- Directive -
Would you update the Upper Manistee thread, starting at the words "# Upper Manistee" and stopping after "off the water?", with "Saturday" changed to "Sunday"?

# Upper Manistee



## DLHirst (Mar 14, 2009)

Anyone know the water conditions here? I am coming up Saturday early, and was thinking of fishing this stretch - M-72, plus or minus five miles... Water temp? Appreciate any river reports you can provide. Hendricksons starting to come off the water?


----------



## Boardman Brookies (Dec 20, 2007)

I just looked at the gauge. All though it is many miles down stream I think it gives an accurate picture of the river. That being said. She is still running high. Hopefully it get better in the next 36 hours.


----------



## DLHirst (Mar 14, 2009)

Thanks. Boardman. I watch that gauge too. But, like you said - it's a long ways away. Crossing my fingers. And driving up early in the am Sat. Hoping for a great day! Good luck to everyone else for the Opener as well.


----------



## Boardman Brookies (Dec 20, 2007)

DLHirst said:


> Thanks. Boardman. I watch that gauge too. But, like you said - it's a long ways away. Crossing my fingers. And driving up early in the am Sat. Hoping for a great day! Good luck to everyone else for the Opener as well.

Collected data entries

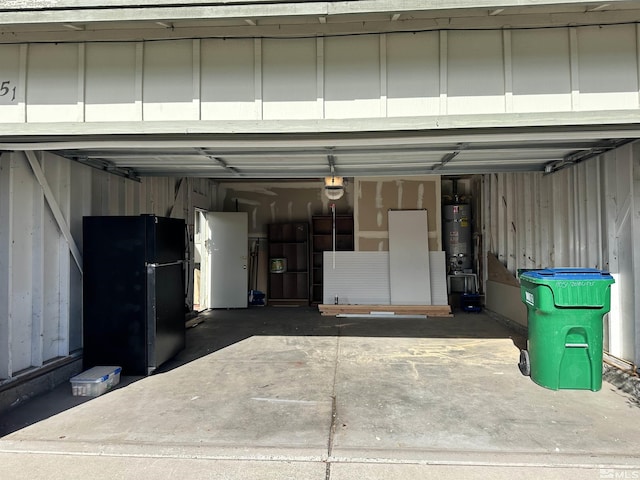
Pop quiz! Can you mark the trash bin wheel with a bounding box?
[518,350,531,377]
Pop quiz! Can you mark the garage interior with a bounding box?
[0,1,640,478]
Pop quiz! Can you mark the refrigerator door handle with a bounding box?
[145,260,184,268]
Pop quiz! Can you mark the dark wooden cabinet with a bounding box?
[311,215,354,303]
[268,222,309,305]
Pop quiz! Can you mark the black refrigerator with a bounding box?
[83,215,185,375]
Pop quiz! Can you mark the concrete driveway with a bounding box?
[0,307,640,480]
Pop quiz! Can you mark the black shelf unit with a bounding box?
[268,222,309,305]
[311,214,354,303]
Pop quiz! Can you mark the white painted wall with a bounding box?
[5,25,640,124]
[0,152,215,380]
[483,143,640,364]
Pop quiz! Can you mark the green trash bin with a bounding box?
[519,268,614,392]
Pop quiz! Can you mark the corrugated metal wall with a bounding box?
[482,143,640,364]
[0,25,640,124]
[0,152,216,379]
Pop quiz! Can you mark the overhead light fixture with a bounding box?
[324,175,344,200]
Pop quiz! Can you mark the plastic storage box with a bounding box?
[71,367,122,397]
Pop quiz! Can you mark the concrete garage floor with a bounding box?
[0,307,640,480]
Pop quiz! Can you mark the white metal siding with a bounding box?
[5,25,640,123]
[483,143,640,364]
[0,152,215,379]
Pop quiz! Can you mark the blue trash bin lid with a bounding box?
[520,267,613,283]
[520,268,614,307]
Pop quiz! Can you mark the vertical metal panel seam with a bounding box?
[569,27,580,112]
[0,153,15,378]
[628,143,640,365]
[18,44,29,123]
[316,37,325,119]
[253,38,263,120]
[192,39,202,120]
[502,30,513,113]
[440,30,449,115]
[134,42,144,121]
[380,33,388,118]
[29,154,44,367]
[77,43,87,122]
[636,23,640,108]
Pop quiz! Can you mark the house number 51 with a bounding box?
[0,80,16,102]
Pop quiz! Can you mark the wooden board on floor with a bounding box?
[318,304,453,317]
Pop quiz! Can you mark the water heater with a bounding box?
[442,203,473,273]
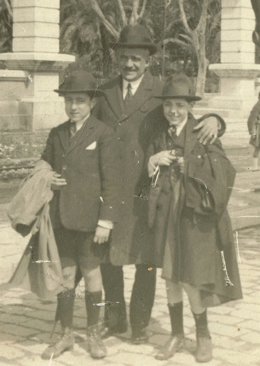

- Result -
# Upper Manistee



## DLHirst (Mar 14, 2009)

Anyone know the water conditions here? I am coming up Sunday early, and was thinking of fishing this stretch - M-72, plus or minus five miles... Water temp? Appreciate any river reports you can provide. Hendricksons starting to come off the water?